WRITTEN PROBLEM: Arrange the entries from their first line through the line containing "[[[2,211],[317,209],[315,152],[0,136]]]" as a JSON list of strings, one string per line. Omit blank lines and the pictures.

^^^^^^^^

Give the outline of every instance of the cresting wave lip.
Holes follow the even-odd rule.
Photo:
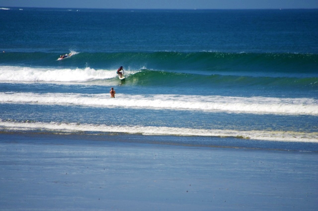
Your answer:
[[[305,98],[118,94],[116,98],[110,98],[108,93],[0,92],[0,103],[188,110],[256,114],[318,115],[318,100]]]
[[[204,130],[165,127],[123,126],[80,124],[75,123],[25,122],[5,121],[0,119],[0,131],[49,131],[70,133],[79,132],[123,133],[153,136],[203,136],[232,137],[254,140],[318,142],[318,133],[294,131],[236,131]]]

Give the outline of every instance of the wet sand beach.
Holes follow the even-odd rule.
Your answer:
[[[2,211],[317,209],[315,152],[0,136]]]

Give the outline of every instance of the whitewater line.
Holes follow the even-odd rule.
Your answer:
[[[311,98],[124,94],[110,98],[109,94],[0,92],[0,103],[318,115],[318,101]]]
[[[124,126],[57,122],[19,122],[0,120],[0,131],[53,131],[77,133],[79,132],[123,133],[154,136],[234,137],[254,140],[318,142],[318,133],[294,131],[236,131],[206,130],[167,127]]]

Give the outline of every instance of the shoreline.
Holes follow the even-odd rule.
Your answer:
[[[253,140],[237,137],[144,135],[126,133],[69,133],[48,131],[0,131],[0,139],[16,137],[45,140],[86,140],[136,144],[250,150],[318,152],[318,143]],[[38,143],[41,143],[39,142]]]
[[[81,136],[3,139],[0,134],[1,209],[317,208],[315,152],[101,141]]]

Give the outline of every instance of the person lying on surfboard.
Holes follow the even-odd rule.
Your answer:
[[[120,75],[120,77],[122,77],[123,76],[123,73],[121,72],[121,70],[123,70],[123,72],[124,71],[123,66],[120,66],[120,68],[118,68],[118,70],[117,70],[117,71],[116,72],[117,74]]]

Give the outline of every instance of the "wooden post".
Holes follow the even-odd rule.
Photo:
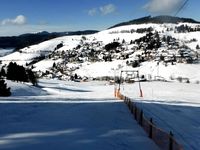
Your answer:
[[[173,150],[173,133],[170,131],[169,133],[169,150]]]
[[[143,126],[143,110],[140,112],[140,125]]]
[[[135,120],[137,120],[137,107],[135,106]]]
[[[153,119],[150,119],[150,125],[149,125],[149,138],[153,138]]]

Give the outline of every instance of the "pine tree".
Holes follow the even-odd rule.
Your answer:
[[[37,85],[37,77],[32,70],[27,70],[28,80],[34,85]]]
[[[5,80],[0,79],[0,96],[10,96],[10,88],[7,88],[7,84],[5,83]]]

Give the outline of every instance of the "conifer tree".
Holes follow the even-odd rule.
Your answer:
[[[7,88],[5,80],[0,79],[0,96],[10,96],[10,88]]]

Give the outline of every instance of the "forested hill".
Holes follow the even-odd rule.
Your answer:
[[[173,17],[173,16],[156,16],[156,17],[151,17],[151,16],[146,16],[146,17],[142,17],[142,18],[138,18],[138,19],[134,19],[134,20],[130,20],[127,22],[122,22],[119,24],[116,24],[111,28],[114,27],[120,27],[120,26],[125,26],[125,25],[131,25],[131,24],[145,24],[145,23],[156,23],[156,24],[163,24],[163,23],[199,23],[199,21],[196,21],[194,19],[191,18],[180,18],[180,17]]]
[[[97,33],[96,30],[74,31],[74,32],[53,32],[46,31],[39,33],[28,33],[20,36],[0,37],[0,48],[15,48],[21,49],[34,44],[41,43],[53,38],[66,36],[66,35],[87,35]]]

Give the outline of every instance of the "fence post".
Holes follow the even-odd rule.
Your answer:
[[[150,125],[149,125],[149,138],[153,138],[153,119],[150,119]]]
[[[135,105],[135,112],[134,112],[134,115],[135,115],[135,120],[137,120],[137,106]]]
[[[169,133],[169,150],[173,150],[173,133],[170,131]]]
[[[143,126],[143,110],[140,112],[140,125]]]

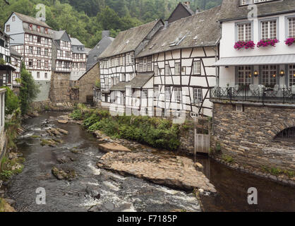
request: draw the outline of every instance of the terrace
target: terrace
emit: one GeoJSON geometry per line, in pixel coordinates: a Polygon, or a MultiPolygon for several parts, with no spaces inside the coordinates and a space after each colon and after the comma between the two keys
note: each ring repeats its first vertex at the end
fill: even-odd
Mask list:
{"type": "Polygon", "coordinates": [[[287,88],[275,85],[267,88],[263,85],[216,86],[210,90],[210,100],[231,102],[295,104],[295,85],[287,88]]]}

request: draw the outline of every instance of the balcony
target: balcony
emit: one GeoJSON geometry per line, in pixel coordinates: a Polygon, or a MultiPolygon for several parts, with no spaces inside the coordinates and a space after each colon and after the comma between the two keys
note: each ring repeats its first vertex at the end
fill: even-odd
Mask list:
{"type": "Polygon", "coordinates": [[[295,104],[295,85],[290,88],[278,85],[274,88],[266,88],[263,85],[216,86],[210,90],[210,100],[212,102],[295,104]]]}

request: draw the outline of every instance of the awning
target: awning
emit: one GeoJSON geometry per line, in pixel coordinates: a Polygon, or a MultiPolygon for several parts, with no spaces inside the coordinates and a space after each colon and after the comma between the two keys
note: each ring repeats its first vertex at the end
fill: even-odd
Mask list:
{"type": "Polygon", "coordinates": [[[295,54],[221,58],[213,66],[245,66],[295,64],[295,54]]]}

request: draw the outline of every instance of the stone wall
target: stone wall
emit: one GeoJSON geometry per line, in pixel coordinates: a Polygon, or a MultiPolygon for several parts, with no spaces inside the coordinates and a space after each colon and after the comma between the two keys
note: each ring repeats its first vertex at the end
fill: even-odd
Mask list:
{"type": "Polygon", "coordinates": [[[85,103],[88,95],[93,96],[93,85],[100,80],[100,66],[97,64],[79,79],[79,102],[85,103]]]}
{"type": "Polygon", "coordinates": [[[70,89],[70,73],[52,72],[49,93],[52,102],[69,102],[70,89]]]}
{"type": "Polygon", "coordinates": [[[295,170],[295,141],[275,139],[295,126],[295,106],[246,104],[241,112],[234,105],[215,102],[213,115],[211,146],[219,153],[215,157],[230,156],[235,164],[253,171],[264,167],[295,170]]]}

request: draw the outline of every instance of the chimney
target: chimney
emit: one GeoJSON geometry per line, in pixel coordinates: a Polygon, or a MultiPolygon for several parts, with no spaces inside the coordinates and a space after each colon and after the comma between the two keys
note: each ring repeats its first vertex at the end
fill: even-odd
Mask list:
{"type": "Polygon", "coordinates": [[[188,8],[191,8],[191,1],[184,1],[183,4],[188,7],[188,8]]]}
{"type": "Polygon", "coordinates": [[[102,38],[104,38],[104,37],[109,37],[109,30],[102,31],[102,38]]]}
{"type": "Polygon", "coordinates": [[[168,26],[168,20],[165,20],[164,23],[164,28],[167,28],[168,26]]]}

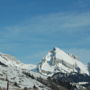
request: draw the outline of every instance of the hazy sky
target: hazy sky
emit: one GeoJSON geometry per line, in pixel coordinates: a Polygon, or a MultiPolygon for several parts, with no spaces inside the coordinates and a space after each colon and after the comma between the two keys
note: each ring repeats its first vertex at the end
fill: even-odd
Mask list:
{"type": "Polygon", "coordinates": [[[0,0],[0,52],[36,64],[53,47],[90,62],[90,0],[0,0]]]}

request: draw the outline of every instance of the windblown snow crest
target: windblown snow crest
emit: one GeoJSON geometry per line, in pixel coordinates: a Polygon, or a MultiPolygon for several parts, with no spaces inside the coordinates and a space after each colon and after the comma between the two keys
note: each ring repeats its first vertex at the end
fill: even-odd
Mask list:
{"type": "Polygon", "coordinates": [[[67,54],[59,48],[53,48],[38,65],[38,70],[44,75],[53,75],[56,72],[88,73],[87,66],[76,56],[67,54]]]}
{"type": "MultiPolygon", "coordinates": [[[[70,79],[72,79],[73,73],[76,73],[77,78],[79,75],[80,78],[83,76],[85,79],[88,78],[89,74],[87,66],[76,56],[65,53],[59,48],[53,48],[49,51],[38,65],[24,64],[11,55],[0,53],[1,88],[6,89],[9,81],[10,90],[23,90],[25,87],[30,90],[61,90],[61,88],[68,90],[63,85],[57,85],[53,79],[56,78],[58,81],[58,78],[62,80],[70,75],[70,79]],[[61,78],[61,76],[63,77],[61,78]]],[[[85,80],[81,81],[86,83],[85,80]]],[[[72,85],[70,86],[72,87],[72,85]]]]}

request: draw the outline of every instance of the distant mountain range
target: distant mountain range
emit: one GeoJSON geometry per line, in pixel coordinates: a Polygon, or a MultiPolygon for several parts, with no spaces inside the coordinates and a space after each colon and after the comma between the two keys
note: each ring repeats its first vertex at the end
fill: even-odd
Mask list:
{"type": "Polygon", "coordinates": [[[71,85],[75,89],[77,85],[84,88],[89,87],[90,76],[87,65],[84,65],[78,57],[65,53],[59,48],[49,51],[38,65],[24,64],[14,56],[1,53],[0,87],[7,88],[7,84],[9,84],[9,90],[25,88],[30,90],[61,90],[61,88],[63,88],[62,90],[74,90],[74,88],[68,88],[67,85],[71,85]],[[64,84],[62,85],[61,82],[64,84]]]}

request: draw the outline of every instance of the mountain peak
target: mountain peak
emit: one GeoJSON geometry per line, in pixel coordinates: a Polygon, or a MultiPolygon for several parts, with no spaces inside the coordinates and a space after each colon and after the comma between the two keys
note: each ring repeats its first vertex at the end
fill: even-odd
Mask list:
{"type": "Polygon", "coordinates": [[[39,71],[44,74],[78,72],[79,69],[80,73],[88,74],[86,65],[79,61],[78,58],[65,53],[57,47],[48,52],[39,64],[39,71]]]}

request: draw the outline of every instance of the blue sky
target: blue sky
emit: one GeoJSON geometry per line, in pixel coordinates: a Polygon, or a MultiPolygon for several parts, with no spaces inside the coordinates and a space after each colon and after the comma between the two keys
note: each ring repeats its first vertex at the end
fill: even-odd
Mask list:
{"type": "Polygon", "coordinates": [[[0,1],[0,52],[36,64],[53,47],[90,62],[90,0],[0,1]]]}

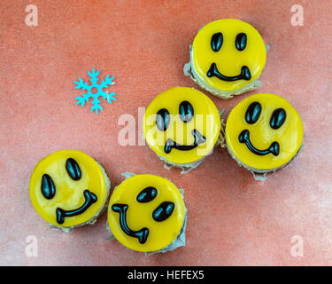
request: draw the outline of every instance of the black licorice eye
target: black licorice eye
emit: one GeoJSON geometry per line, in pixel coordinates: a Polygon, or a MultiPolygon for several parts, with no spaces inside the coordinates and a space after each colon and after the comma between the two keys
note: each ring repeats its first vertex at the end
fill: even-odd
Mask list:
{"type": "Polygon", "coordinates": [[[216,33],[211,38],[211,48],[214,52],[220,50],[224,38],[221,33],[216,33]]]}
{"type": "Polygon", "coordinates": [[[257,101],[251,103],[245,112],[244,119],[247,123],[253,124],[257,122],[259,117],[260,112],[262,110],[262,106],[257,101]]]}
{"type": "Polygon", "coordinates": [[[181,120],[187,123],[194,117],[194,107],[189,101],[184,100],[179,106],[179,114],[181,120]]]}
{"type": "Polygon", "coordinates": [[[274,111],[274,113],[271,115],[270,119],[270,126],[274,130],[277,130],[285,122],[286,119],[286,112],[283,108],[277,108],[274,111]]]}
{"type": "Polygon", "coordinates": [[[42,175],[41,190],[46,199],[52,199],[55,195],[56,187],[52,178],[48,174],[42,175]]]}
{"type": "Polygon", "coordinates": [[[165,131],[169,124],[169,112],[166,108],[159,109],[157,113],[157,127],[160,131],[165,131]]]}
{"type": "Polygon", "coordinates": [[[153,201],[157,196],[158,191],[152,186],[149,186],[141,191],[137,197],[136,201],[140,203],[146,203],[153,201]]]}
{"type": "Polygon", "coordinates": [[[79,180],[81,178],[80,166],[73,158],[69,158],[66,162],[66,170],[69,177],[73,180],[79,180]]]}
{"type": "Polygon", "coordinates": [[[174,210],[174,203],[169,201],[162,202],[155,209],[152,213],[152,217],[157,222],[162,222],[167,219],[174,210]]]}
{"type": "Polygon", "coordinates": [[[244,33],[240,33],[236,36],[235,38],[235,47],[239,51],[244,51],[247,46],[247,35],[244,33]]]}

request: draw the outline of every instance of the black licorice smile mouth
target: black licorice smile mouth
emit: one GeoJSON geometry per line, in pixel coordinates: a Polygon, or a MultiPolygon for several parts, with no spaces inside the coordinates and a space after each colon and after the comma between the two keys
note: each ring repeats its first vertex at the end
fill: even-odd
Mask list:
{"type": "Polygon", "coordinates": [[[229,76],[226,76],[226,75],[222,75],[220,72],[219,72],[219,70],[217,68],[217,65],[214,62],[212,64],[211,64],[210,69],[209,69],[209,71],[207,71],[206,75],[209,78],[215,76],[218,79],[227,81],[227,82],[234,82],[234,81],[242,80],[242,79],[248,81],[248,80],[251,79],[251,71],[249,70],[248,67],[246,67],[245,65],[243,65],[241,67],[241,74],[240,75],[229,77],[229,76]]]}
{"type": "Polygon", "coordinates": [[[133,231],[129,228],[127,222],[127,210],[128,206],[127,204],[114,204],[112,206],[112,209],[120,215],[120,225],[122,231],[130,237],[137,238],[141,244],[146,242],[149,236],[149,229],[142,228],[138,231],[133,231]]]}
{"type": "Polygon", "coordinates": [[[203,144],[206,141],[206,138],[201,133],[199,133],[199,131],[197,130],[193,130],[191,131],[191,134],[195,138],[195,141],[193,144],[179,145],[174,140],[172,140],[171,138],[168,138],[165,144],[164,152],[166,154],[169,154],[171,153],[173,148],[175,148],[181,151],[189,151],[189,150],[195,149],[198,145],[203,144]]]}
{"type": "Polygon", "coordinates": [[[251,138],[250,138],[250,132],[248,130],[243,130],[239,135],[239,142],[244,143],[247,146],[247,148],[251,151],[253,154],[256,154],[258,155],[263,156],[268,154],[272,154],[274,156],[277,156],[280,152],[280,146],[278,142],[273,142],[271,146],[266,149],[266,150],[259,150],[257,149],[251,143],[251,138]]]}
{"type": "Polygon", "coordinates": [[[60,208],[57,208],[57,222],[58,224],[63,224],[65,222],[66,217],[76,216],[86,211],[92,203],[97,201],[97,197],[95,193],[91,193],[89,190],[86,189],[83,193],[85,201],[82,206],[73,210],[65,210],[60,208]]]}

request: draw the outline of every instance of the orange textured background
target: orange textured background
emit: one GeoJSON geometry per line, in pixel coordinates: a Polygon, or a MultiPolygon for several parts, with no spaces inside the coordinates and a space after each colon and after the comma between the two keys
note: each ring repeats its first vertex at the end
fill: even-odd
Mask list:
{"type": "MultiPolygon", "coordinates": [[[[320,1],[12,1],[0,3],[0,264],[332,264],[331,3],[320,1]],[[25,24],[38,7],[39,26],[25,24]],[[303,27],[290,24],[302,4],[303,27]],[[217,149],[197,170],[167,170],[147,146],[118,143],[119,117],[137,117],[162,91],[197,86],[182,74],[198,28],[221,18],[252,24],[271,45],[259,91],[222,100],[228,114],[255,92],[284,96],[301,114],[304,151],[265,182],[217,149]],[[91,67],[116,75],[118,101],[98,114],[74,106],[73,81],[91,67]],[[145,256],[107,241],[106,214],[70,233],[48,228],[28,197],[29,176],[58,149],[84,151],[106,169],[152,173],[185,190],[187,246],[145,256]],[[38,256],[25,254],[35,235],[38,256]],[[294,257],[292,236],[304,240],[294,257]]],[[[205,93],[206,93],[205,91],[205,93]]],[[[137,119],[136,119],[136,122],[137,119]]],[[[138,133],[137,133],[138,135],[138,133]]]]}

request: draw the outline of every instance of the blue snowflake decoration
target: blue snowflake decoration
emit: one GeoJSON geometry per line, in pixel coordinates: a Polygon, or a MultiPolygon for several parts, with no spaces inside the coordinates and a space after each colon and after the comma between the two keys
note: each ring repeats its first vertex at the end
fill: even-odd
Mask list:
{"type": "Polygon", "coordinates": [[[84,82],[84,80],[81,78],[79,78],[79,81],[77,82],[73,81],[73,83],[76,84],[74,89],[87,91],[87,93],[75,98],[75,99],[77,99],[75,105],[81,105],[81,106],[84,106],[87,101],[89,101],[90,99],[93,99],[93,106],[90,108],[90,112],[95,112],[96,114],[97,114],[99,110],[103,110],[102,106],[100,106],[99,97],[102,97],[104,99],[107,99],[107,102],[109,104],[112,104],[112,100],[117,100],[117,99],[114,98],[116,92],[107,92],[103,91],[104,88],[115,83],[115,82],[112,82],[115,76],[110,77],[110,75],[107,75],[101,83],[97,83],[99,80],[99,78],[97,77],[99,75],[99,70],[96,71],[95,68],[92,68],[91,72],[88,71],[88,75],[91,78],[91,84],[84,82]]]}

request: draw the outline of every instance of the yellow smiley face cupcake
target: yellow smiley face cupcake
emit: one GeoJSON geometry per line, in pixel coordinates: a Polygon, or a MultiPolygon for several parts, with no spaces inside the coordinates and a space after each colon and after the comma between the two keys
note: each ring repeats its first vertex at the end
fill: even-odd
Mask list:
{"type": "Polygon", "coordinates": [[[212,152],[220,131],[214,103],[204,93],[185,87],[158,95],[147,107],[143,124],[145,139],[156,154],[184,171],[212,152]]]}
{"type": "Polygon", "coordinates": [[[255,28],[239,20],[219,20],[199,29],[184,73],[211,93],[229,99],[261,86],[258,79],[266,58],[255,28]]]}
{"type": "Polygon", "coordinates": [[[29,193],[37,213],[65,232],[93,224],[105,208],[111,182],[89,155],[75,150],[57,151],[35,166],[29,193]]]}
{"type": "Polygon", "coordinates": [[[115,187],[108,208],[108,225],[115,239],[143,252],[183,246],[185,217],[178,188],[154,175],[131,175],[115,187]]]}
{"type": "Polygon", "coordinates": [[[250,96],[230,112],[226,143],[237,162],[265,176],[288,164],[303,141],[302,120],[283,98],[267,93],[250,96]]]}

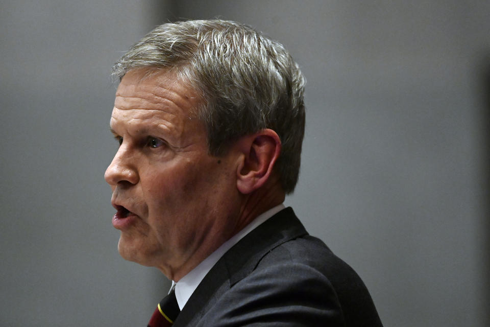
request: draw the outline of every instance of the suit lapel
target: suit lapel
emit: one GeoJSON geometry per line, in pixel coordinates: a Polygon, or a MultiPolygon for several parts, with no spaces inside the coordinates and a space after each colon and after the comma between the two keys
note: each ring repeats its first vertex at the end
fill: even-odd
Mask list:
{"type": "Polygon", "coordinates": [[[306,234],[290,207],[267,219],[218,261],[182,309],[174,327],[197,325],[221,295],[252,272],[267,252],[285,242],[306,234]]]}

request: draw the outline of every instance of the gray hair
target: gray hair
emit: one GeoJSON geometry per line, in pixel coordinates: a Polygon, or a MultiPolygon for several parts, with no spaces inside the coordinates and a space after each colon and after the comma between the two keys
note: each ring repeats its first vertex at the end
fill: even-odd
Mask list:
{"type": "Polygon", "coordinates": [[[210,153],[219,156],[239,137],[270,128],[281,139],[275,169],[285,192],[298,181],[305,129],[305,79],[279,43],[225,20],[165,24],[133,45],[113,67],[173,70],[202,95],[197,108],[210,153]]]}

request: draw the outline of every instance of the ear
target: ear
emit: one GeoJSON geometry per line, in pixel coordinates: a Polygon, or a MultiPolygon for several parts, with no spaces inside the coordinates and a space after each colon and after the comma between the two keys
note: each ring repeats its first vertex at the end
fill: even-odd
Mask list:
{"type": "Polygon", "coordinates": [[[237,142],[242,154],[237,169],[236,185],[243,194],[261,187],[272,174],[281,153],[281,140],[272,129],[246,135],[237,142]]]}

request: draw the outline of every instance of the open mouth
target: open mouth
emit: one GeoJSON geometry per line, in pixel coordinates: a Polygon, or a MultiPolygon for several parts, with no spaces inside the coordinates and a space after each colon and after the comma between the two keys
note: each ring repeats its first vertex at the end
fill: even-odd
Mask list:
{"type": "Polygon", "coordinates": [[[117,206],[117,213],[116,215],[118,218],[125,218],[131,214],[131,212],[126,209],[122,205],[117,206]]]}

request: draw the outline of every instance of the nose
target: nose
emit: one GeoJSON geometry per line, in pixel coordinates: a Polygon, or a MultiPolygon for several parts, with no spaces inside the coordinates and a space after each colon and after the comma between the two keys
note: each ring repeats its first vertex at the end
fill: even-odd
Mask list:
{"type": "Polygon", "coordinates": [[[112,162],[106,170],[104,179],[112,186],[121,184],[136,184],[139,177],[134,162],[135,159],[121,146],[112,162]]]}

^^^^^^^^

ANSWER BELOW:
[
  "Give the outline of every instance of the cresting wave lip.",
  "Holes follow the even-odd rule.",
  "Photo:",
  "Your answer:",
  "[[[305,98],[118,94],[116,98],[110,98],[108,93],[0,92],[0,103],[188,110],[256,114],[318,115],[318,100]]]",
  "[[[204,130],[165,127],[123,126],[80,124],[75,123],[25,122],[5,121],[0,119],[0,131],[49,131],[70,133],[79,132],[123,133],[153,136],[203,136],[232,137],[254,140],[318,142],[318,133],[294,131],[236,131]]]",
  "Give the outline of every instance of the wet sand beach.",
  "Holes follow the even-odd rule.",
  "Your answer:",
  "[[[2,211],[317,209],[315,152],[0,136]]]"
]